DATASET CONTENT >>
--- --- ---

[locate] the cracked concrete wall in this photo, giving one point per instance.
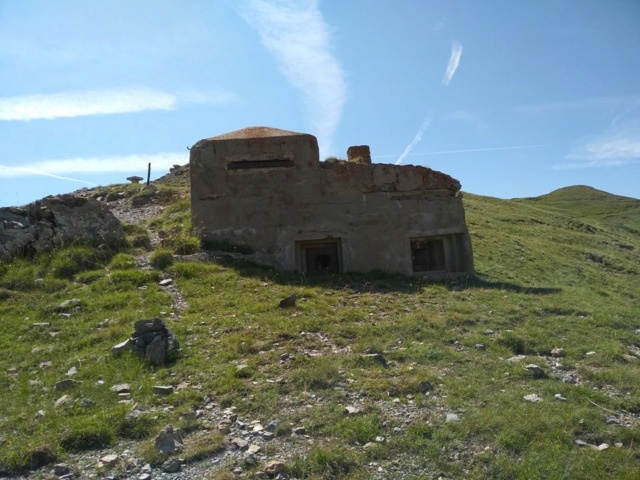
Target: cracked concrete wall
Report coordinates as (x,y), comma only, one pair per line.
(291,199)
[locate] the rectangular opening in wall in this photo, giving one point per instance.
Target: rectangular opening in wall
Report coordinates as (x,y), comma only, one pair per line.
(320,257)
(250,164)
(428,255)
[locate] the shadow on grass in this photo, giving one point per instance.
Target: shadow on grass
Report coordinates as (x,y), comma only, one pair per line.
(478,282)
(375,281)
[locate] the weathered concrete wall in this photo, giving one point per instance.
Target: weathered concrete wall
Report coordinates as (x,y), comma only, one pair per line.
(371,211)
(54,221)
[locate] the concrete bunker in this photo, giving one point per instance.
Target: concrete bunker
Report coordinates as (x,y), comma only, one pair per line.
(266,189)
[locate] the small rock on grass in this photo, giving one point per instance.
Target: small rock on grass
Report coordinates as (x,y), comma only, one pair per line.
(121,388)
(172,466)
(167,440)
(65,385)
(61,469)
(289,301)
(533,398)
(536,370)
(274,467)
(163,389)
(452,417)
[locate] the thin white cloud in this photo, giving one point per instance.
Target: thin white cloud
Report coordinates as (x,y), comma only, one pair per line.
(416,139)
(296,34)
(618,147)
(127,164)
(101,102)
(469,150)
(454,61)
(6,171)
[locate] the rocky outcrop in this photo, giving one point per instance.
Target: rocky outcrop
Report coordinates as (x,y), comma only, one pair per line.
(55,221)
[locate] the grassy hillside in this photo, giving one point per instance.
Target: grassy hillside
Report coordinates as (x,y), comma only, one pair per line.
(593,205)
(436,372)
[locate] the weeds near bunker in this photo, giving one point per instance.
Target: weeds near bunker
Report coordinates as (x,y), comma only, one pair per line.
(535,291)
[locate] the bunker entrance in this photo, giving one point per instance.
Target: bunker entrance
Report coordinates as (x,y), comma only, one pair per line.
(321,257)
(428,255)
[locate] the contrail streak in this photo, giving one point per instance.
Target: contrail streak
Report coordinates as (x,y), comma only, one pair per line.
(445,152)
(454,61)
(45,174)
(416,139)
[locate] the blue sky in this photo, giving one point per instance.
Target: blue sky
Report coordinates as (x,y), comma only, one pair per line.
(514,99)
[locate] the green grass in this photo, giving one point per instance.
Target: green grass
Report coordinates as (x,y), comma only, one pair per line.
(561,271)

--- --- ---

WHAT IS REQUIRED >> Look through the material and find each line that includes "concrete", then copy it.

WRITTEN ANSWER >>
[locate] the cracked concrete wall in this photo, giving one point per instance.
Target: cracked concrete wall
[locate] the weathered concrete wall in this photo, giving one point per instance.
Target: weathered concrete wall
[locate] the concrete bunker in this photo, giving one point per instance.
Target: concrete bunker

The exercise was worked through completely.